GIVEN PROBLEM - Extract the whole listing as it stands. Do not include the pictures.

RECORDS TO USE -
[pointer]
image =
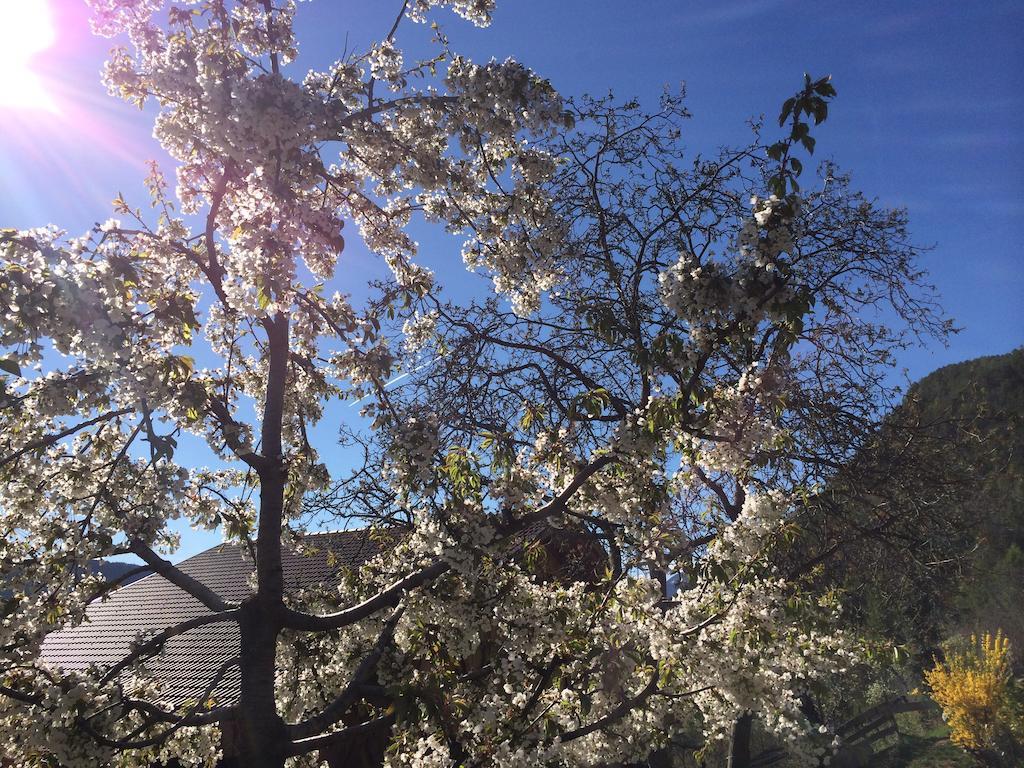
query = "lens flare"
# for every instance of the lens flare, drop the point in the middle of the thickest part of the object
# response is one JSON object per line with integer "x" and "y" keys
{"x": 26, "y": 30}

WORKED ANSWER -
[pointer]
image =
query = "lens flare"
# for every instance of the lens flare, drop the point in the middle of the thickest part of the object
# response is one JSON object per line with integer "x" and "y" keys
{"x": 26, "y": 30}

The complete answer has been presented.